■ **YOUR TASK**
Give the lines from the very start of the records through the line containing "M102 148L102 151L99", both ends included, as a numbered list that leaves out blank lines.

■ **DATA LISTING**
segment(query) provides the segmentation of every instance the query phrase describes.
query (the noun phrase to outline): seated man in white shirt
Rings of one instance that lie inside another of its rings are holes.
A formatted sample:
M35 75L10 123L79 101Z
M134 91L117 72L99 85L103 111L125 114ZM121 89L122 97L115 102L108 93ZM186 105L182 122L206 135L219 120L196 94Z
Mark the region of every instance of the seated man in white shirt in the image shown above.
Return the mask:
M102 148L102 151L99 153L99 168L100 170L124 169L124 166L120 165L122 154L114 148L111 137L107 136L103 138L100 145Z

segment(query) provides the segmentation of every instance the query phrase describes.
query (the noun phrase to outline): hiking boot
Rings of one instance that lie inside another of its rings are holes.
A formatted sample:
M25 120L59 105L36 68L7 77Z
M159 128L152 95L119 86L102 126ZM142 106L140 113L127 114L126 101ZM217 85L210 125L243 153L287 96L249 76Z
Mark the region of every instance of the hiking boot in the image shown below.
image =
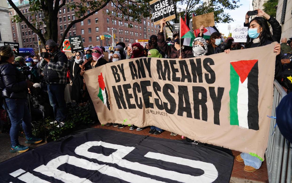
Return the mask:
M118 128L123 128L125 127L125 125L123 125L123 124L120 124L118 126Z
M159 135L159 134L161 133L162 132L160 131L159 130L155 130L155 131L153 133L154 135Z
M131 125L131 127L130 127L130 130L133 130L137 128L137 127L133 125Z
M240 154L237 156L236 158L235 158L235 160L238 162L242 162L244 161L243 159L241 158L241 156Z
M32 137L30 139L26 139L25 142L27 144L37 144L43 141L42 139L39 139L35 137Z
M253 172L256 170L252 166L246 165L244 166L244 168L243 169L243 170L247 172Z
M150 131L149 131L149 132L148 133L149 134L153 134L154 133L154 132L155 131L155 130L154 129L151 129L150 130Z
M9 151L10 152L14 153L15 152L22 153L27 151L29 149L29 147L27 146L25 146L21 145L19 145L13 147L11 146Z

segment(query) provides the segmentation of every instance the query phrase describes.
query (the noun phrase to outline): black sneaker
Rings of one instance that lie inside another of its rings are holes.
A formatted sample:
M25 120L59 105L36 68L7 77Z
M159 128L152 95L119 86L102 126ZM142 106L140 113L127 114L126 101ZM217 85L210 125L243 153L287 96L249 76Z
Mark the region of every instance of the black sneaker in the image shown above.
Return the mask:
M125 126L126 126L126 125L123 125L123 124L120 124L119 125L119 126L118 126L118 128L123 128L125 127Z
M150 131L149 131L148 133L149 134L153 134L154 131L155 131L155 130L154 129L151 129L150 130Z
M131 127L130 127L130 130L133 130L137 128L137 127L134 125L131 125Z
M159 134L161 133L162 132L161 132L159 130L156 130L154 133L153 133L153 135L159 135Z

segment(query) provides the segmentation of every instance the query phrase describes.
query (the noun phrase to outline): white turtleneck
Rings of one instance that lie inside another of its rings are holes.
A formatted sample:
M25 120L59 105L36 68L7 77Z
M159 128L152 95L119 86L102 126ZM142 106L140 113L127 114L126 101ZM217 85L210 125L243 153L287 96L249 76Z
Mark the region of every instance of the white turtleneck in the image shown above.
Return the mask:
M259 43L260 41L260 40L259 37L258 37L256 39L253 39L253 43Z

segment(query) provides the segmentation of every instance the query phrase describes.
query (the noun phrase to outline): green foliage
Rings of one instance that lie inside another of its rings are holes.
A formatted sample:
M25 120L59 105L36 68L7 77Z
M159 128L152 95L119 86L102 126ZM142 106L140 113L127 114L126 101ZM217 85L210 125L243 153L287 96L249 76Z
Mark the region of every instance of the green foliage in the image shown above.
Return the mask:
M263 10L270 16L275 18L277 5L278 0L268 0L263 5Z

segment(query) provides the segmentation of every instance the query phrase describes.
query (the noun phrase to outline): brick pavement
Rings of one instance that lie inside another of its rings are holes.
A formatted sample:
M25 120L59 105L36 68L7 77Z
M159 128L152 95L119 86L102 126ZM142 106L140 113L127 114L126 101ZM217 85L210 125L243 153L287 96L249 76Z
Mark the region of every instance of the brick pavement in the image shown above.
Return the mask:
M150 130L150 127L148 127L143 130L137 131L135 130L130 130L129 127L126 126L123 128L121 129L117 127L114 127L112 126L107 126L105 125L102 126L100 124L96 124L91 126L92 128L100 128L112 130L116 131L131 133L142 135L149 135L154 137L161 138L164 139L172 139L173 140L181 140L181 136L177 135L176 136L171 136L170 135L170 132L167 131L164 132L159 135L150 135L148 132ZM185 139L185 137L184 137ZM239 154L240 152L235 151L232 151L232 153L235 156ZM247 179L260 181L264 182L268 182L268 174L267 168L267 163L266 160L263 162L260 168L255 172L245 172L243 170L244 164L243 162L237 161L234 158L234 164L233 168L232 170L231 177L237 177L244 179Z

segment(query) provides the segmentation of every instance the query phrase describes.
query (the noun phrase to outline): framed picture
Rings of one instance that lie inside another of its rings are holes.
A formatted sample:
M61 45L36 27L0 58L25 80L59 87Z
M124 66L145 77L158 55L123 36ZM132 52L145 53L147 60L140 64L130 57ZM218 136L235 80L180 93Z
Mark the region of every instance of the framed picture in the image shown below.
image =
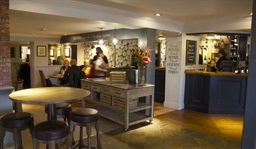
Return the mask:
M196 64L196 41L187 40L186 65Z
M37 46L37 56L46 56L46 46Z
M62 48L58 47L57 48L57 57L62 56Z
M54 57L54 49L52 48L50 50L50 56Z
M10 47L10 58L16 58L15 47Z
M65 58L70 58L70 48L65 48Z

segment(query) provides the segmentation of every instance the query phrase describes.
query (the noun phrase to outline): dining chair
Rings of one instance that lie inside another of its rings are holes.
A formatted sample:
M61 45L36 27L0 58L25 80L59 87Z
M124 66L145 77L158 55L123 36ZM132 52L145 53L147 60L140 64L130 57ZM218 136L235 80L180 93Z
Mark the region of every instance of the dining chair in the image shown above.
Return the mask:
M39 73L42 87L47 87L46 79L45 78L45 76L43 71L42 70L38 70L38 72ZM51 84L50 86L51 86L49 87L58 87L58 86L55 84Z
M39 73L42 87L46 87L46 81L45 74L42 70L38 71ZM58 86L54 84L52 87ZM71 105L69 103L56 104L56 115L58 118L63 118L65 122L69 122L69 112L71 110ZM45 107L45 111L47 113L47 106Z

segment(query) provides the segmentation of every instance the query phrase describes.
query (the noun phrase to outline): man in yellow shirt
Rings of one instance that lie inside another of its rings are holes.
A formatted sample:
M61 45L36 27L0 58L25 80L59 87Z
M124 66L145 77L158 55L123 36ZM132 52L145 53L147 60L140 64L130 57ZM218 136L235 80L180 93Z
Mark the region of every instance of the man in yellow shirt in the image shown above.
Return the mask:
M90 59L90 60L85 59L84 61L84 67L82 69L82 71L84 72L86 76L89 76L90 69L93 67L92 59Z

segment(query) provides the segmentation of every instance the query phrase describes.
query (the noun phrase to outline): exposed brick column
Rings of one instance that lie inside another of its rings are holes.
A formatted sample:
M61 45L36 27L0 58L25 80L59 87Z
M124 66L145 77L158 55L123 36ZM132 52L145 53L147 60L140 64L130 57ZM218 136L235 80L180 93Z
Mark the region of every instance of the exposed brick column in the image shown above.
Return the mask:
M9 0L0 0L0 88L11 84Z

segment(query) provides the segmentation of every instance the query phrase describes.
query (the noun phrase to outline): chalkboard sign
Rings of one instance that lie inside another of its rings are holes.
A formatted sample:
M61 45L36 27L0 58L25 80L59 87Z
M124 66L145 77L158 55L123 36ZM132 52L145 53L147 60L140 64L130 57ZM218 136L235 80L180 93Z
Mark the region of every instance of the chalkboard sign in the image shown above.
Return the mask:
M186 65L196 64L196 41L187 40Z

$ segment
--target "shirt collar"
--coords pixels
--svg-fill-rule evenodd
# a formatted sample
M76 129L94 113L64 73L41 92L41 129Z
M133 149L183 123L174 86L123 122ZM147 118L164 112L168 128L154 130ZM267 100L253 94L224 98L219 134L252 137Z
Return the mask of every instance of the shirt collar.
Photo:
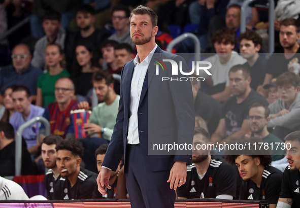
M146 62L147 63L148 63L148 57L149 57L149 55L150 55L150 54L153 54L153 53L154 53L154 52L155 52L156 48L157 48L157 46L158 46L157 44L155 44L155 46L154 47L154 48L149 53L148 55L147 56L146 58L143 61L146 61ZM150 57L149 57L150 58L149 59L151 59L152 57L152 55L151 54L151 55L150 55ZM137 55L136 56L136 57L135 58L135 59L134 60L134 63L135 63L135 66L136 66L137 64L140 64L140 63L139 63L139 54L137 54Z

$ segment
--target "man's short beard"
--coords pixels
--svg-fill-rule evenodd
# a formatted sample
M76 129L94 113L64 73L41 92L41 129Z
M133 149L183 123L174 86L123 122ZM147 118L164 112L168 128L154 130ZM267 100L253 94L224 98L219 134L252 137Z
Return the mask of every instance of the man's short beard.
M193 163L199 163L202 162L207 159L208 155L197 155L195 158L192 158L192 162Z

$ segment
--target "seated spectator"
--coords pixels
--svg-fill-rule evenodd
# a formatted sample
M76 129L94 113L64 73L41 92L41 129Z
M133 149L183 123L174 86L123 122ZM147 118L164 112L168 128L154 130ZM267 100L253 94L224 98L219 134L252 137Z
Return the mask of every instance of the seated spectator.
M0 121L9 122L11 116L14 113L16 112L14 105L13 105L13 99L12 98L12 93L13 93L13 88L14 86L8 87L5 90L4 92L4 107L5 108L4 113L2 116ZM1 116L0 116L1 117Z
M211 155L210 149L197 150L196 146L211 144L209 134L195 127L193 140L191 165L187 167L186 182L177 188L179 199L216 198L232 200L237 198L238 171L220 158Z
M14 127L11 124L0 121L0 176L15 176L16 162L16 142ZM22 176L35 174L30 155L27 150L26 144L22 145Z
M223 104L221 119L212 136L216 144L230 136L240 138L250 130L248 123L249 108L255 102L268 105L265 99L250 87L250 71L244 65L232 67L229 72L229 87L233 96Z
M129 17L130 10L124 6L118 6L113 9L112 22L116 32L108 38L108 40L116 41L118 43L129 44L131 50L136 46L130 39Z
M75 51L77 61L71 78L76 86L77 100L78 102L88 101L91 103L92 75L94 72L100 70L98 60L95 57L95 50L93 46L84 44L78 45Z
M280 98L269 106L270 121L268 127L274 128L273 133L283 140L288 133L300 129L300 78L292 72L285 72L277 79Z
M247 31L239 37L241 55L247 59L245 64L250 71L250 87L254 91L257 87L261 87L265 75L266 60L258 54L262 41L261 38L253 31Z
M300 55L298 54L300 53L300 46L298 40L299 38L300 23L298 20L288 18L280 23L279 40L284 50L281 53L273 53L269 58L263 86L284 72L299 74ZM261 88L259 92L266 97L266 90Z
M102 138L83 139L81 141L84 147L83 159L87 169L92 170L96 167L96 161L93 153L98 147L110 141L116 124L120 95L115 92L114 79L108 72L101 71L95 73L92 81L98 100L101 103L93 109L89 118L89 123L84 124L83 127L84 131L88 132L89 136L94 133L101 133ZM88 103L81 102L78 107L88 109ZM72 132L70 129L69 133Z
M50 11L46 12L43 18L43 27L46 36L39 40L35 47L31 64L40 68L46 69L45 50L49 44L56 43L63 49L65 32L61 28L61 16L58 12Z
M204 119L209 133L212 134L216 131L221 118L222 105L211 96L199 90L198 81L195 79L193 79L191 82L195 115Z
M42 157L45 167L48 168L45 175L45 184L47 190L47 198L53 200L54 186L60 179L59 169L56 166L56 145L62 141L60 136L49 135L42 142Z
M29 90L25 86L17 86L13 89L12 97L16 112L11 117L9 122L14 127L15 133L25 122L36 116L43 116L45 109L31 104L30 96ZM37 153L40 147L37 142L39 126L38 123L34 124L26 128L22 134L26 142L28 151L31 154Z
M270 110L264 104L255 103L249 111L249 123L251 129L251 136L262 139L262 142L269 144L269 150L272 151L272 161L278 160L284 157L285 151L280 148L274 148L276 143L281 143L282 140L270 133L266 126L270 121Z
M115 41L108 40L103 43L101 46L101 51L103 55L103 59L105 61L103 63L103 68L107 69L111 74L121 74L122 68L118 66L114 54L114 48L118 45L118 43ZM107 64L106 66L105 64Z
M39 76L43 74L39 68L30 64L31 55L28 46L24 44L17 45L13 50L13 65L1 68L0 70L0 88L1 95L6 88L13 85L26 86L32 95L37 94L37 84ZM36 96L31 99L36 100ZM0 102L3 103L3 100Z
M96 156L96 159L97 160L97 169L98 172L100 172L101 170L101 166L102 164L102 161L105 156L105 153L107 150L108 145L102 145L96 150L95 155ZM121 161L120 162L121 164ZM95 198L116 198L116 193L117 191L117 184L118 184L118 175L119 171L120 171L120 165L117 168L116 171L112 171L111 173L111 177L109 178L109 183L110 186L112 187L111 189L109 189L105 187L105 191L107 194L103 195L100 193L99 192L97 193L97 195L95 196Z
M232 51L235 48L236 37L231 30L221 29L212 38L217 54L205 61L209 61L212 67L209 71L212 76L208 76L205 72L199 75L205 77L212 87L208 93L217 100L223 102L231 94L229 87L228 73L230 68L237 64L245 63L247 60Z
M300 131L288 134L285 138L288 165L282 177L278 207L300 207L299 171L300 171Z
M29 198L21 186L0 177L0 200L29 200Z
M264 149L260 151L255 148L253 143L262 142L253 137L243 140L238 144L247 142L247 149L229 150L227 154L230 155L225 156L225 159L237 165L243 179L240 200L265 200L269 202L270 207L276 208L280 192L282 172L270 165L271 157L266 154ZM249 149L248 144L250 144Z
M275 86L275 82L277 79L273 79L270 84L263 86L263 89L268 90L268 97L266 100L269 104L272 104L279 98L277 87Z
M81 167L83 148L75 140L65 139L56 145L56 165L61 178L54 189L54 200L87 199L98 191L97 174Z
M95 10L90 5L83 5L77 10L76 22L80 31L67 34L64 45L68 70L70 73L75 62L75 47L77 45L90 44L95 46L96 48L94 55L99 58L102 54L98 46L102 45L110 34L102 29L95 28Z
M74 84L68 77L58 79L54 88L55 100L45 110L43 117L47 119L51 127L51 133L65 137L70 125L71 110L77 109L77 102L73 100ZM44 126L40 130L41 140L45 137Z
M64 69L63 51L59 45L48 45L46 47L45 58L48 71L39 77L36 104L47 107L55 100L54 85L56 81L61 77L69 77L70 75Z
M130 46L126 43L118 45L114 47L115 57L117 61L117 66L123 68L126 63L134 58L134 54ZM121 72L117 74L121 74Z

■ **ANSWER TO THIS TASK**
1. segment(query) provides the segmentation of every instance the query phrase describes.
2. query (the noun phrase to outline): seated man in white shirt
3. Rings of one instance that lie inside another of its rings are holes.
4. A formatted sample:
5. M35 75L10 123L79 101Z
6. M134 91L117 72L99 85L103 111L125 114ZM121 89L122 97L115 102L108 93ZM186 105L182 122L206 135L219 120L196 94Z
7. Mark the region of every instance of the seated man in white shirt in the image shown above.
8. Return the mask:
9. M102 148L102 151L99 153L99 168L100 170L124 169L124 166L120 165L122 154L114 148L111 137L107 136L103 138L100 145Z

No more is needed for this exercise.